### Work instructions
Leaving the pictures aside, repeat each line below exactly.

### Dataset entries
•••

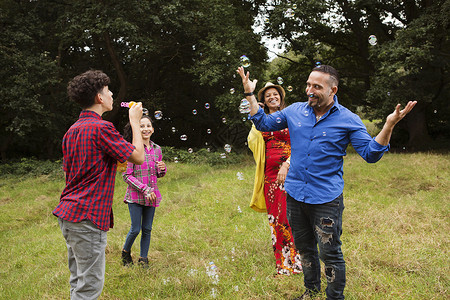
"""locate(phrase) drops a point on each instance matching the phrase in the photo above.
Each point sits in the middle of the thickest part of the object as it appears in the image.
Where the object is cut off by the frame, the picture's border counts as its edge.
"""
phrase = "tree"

•••

### Output of the exercise
"""locate(phrase) drops a point on each instance matching the phrase in the photo above.
Each point sits in the middle of the thickest part of the object as it appears in the image.
Where the object is cut off by the frame, the picture's border counts as its edge.
"""
phrase = "tree"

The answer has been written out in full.